#### [REQUIRED TASK]
Collect every line in the listing below that contains the word "reflection", and copy each of those lines without changes.

[Dataset listing]

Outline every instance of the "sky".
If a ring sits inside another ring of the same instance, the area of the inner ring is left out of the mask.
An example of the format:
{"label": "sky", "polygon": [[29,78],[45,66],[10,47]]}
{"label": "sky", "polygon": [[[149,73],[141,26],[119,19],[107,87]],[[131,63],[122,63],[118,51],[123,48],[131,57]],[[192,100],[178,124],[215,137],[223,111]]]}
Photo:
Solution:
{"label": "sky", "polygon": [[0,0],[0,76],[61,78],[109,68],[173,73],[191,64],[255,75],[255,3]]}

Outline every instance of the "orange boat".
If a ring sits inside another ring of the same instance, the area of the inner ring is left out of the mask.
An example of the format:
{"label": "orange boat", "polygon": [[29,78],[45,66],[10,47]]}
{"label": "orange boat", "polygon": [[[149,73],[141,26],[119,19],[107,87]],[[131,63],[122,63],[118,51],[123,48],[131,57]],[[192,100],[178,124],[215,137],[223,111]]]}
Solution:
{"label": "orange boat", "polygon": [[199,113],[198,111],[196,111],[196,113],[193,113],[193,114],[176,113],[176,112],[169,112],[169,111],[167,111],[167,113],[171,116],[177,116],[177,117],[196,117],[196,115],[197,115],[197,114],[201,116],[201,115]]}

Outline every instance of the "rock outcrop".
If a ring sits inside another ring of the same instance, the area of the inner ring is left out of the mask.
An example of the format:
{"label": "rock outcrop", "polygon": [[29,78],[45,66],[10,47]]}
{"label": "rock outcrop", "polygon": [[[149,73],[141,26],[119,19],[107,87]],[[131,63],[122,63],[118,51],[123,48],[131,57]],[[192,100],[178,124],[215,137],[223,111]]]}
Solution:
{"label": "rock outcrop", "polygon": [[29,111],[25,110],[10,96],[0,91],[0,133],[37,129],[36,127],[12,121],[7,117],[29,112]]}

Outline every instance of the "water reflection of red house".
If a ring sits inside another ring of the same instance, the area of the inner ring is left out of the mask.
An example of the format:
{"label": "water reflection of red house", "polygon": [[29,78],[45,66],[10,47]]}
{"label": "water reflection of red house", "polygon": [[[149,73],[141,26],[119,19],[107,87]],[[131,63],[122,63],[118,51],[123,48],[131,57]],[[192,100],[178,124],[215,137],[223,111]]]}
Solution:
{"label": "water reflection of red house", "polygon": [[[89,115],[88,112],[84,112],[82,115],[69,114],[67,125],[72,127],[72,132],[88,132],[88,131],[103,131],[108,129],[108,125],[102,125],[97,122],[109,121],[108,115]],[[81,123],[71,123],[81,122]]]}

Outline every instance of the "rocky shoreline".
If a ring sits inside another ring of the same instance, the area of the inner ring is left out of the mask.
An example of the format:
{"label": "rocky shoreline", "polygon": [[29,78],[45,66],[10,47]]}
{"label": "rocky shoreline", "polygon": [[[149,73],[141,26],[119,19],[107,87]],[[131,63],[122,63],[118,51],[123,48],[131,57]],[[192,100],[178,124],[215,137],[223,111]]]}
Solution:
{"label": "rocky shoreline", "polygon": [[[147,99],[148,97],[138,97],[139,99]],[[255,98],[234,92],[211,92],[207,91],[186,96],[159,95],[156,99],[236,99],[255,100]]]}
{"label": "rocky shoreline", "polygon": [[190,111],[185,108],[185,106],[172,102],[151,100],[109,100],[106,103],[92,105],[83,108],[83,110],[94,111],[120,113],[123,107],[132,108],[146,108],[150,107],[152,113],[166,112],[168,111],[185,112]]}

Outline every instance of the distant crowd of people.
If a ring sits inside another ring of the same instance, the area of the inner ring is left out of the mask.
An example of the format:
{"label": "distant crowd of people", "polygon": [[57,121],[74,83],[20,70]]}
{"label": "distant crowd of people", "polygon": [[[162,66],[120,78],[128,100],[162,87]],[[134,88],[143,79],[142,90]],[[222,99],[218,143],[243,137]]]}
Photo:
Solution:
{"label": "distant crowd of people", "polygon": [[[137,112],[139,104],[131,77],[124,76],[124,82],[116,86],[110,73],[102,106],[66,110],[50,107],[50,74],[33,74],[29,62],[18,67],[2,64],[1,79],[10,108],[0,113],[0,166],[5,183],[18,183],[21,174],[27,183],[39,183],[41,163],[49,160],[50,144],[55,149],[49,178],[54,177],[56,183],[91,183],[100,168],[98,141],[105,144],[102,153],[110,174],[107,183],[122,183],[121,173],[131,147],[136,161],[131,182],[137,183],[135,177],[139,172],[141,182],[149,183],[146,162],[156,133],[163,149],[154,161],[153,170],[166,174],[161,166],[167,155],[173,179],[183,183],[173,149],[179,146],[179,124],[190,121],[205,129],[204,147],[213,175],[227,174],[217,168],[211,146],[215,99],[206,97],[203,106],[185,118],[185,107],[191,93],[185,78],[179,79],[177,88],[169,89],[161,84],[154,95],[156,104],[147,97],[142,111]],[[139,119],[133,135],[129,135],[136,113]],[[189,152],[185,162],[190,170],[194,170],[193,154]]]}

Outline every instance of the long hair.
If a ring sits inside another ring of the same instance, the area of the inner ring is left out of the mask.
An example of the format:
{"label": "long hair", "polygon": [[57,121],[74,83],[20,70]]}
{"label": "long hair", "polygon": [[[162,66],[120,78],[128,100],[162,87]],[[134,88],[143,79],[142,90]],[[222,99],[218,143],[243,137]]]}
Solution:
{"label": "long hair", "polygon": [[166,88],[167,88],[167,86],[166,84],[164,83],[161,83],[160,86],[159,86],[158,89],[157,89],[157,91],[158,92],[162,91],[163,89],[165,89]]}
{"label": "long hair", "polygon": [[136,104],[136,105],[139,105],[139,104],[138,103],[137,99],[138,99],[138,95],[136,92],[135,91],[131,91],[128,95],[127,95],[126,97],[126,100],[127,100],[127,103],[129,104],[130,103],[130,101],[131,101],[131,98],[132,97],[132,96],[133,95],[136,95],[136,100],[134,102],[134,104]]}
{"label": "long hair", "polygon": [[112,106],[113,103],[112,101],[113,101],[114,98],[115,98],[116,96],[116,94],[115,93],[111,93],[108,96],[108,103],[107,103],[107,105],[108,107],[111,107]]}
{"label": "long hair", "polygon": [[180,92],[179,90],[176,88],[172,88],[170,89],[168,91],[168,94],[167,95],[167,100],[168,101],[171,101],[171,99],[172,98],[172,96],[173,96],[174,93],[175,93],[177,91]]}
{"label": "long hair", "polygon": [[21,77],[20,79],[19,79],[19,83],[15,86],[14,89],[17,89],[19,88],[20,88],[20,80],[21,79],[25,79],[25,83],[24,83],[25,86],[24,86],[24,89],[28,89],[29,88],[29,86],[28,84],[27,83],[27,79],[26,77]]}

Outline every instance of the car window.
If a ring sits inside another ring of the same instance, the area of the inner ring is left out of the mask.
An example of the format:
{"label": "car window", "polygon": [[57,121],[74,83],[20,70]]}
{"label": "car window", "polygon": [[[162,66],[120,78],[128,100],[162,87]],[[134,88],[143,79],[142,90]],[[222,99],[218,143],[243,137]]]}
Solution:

#### [ANSWER TO THE TASK]
Outline every instance of the "water reflection of red house".
{"label": "water reflection of red house", "polygon": [[29,78],[45,66],[10,47]]}
{"label": "water reflection of red house", "polygon": [[[149,73],[141,26],[119,19],[107,87]],[[131,63],[122,63],[118,51],[123,48],[131,57]],[[192,100],[178,124],[215,137],[223,111]]]}
{"label": "water reflection of red house", "polygon": [[[89,115],[88,112],[84,112],[82,115],[69,114],[67,125],[72,127],[72,132],[88,132],[88,131],[103,131],[108,129],[108,125],[102,125],[97,122],[109,121],[108,115]],[[81,123],[71,123],[81,122]]]}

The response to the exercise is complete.